▶ The task
When you return the material, keep every line exactly as it is and omit the pictures.

▶ Information
○ ○ ○ ○ ○

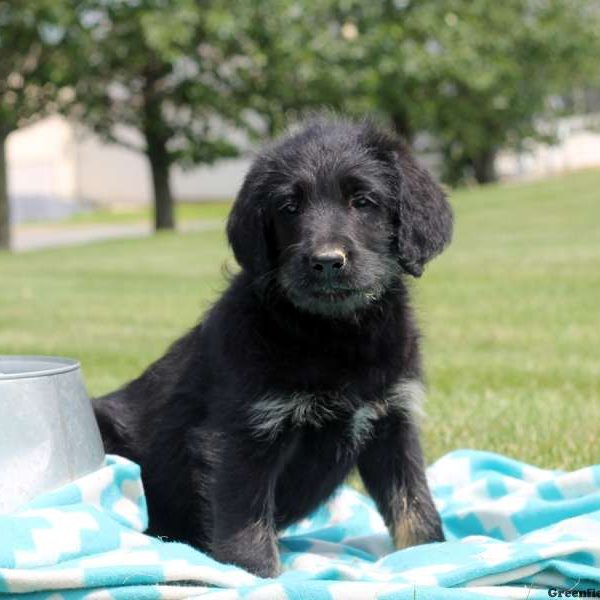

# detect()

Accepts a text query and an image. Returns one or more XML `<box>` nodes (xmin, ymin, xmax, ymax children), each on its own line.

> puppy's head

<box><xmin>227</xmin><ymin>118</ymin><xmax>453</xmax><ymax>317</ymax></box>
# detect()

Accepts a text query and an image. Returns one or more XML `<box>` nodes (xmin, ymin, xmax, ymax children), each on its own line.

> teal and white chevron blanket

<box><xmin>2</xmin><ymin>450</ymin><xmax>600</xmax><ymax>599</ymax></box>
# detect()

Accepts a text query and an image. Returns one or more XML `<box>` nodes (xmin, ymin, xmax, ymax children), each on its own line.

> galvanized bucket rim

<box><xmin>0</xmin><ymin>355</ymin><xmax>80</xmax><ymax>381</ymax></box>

○ ○ ○ ○ ○

▶ Result of the exercise
# detect()

Accepts a text query and an image. Returns one or more XML `<box>` nodes (xmin, ymin, xmax, ymax children), each on its own line.

> puppy's head

<box><xmin>227</xmin><ymin>118</ymin><xmax>453</xmax><ymax>317</ymax></box>
# detect()

Accepts a text query and an image. Returns one or more XML `<box>` nodes (xmin, ymin, xmax, ymax children), each on its own line.

> teal and white chevron blanket

<box><xmin>2</xmin><ymin>450</ymin><xmax>600</xmax><ymax>599</ymax></box>
# detect()

Accepts a text query and an image. Returns one or more XML `<box>` nodes (xmin, ymin, xmax, ymax children), each on its own line.

> galvanized bucket rim

<box><xmin>0</xmin><ymin>355</ymin><xmax>80</xmax><ymax>381</ymax></box>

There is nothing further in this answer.